[Items from a dataset]
=-=-=
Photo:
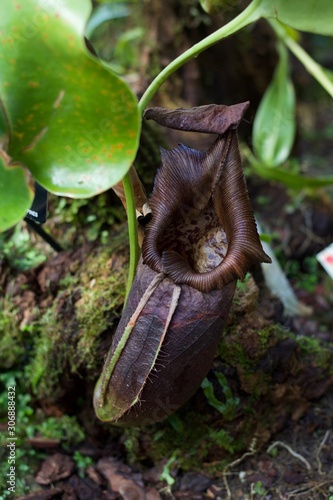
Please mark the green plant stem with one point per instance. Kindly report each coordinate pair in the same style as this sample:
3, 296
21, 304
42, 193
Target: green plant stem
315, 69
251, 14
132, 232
=-=-=
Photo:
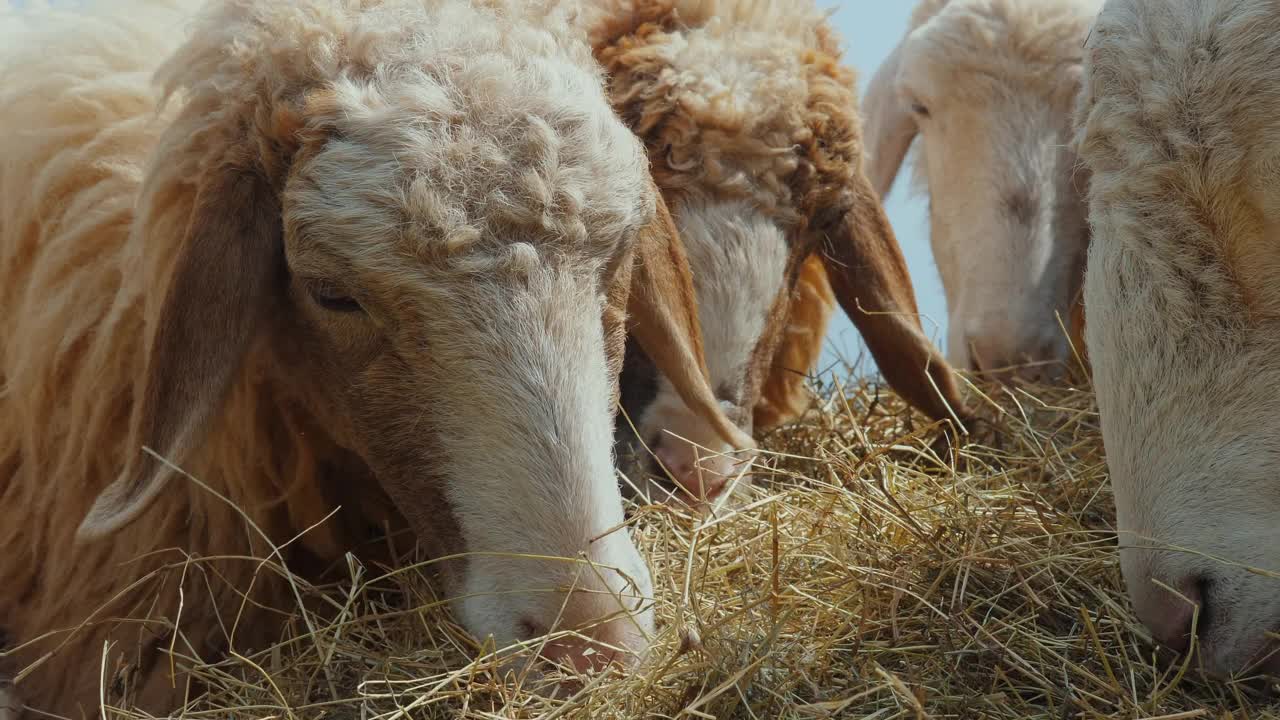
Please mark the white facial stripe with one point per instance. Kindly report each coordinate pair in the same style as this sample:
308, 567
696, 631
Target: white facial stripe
=-=-=
Instructions to follow
Look over the entries above. Copy every line that contains the word "mark".

Solution for this problem
Please mark the green plant stem with one point per instance. Kindly report each coordinate pair in the same style as this sample:
Please mark the white facial stripe with one point per instance. Kindly report each coordinate pair in the same style as this sample:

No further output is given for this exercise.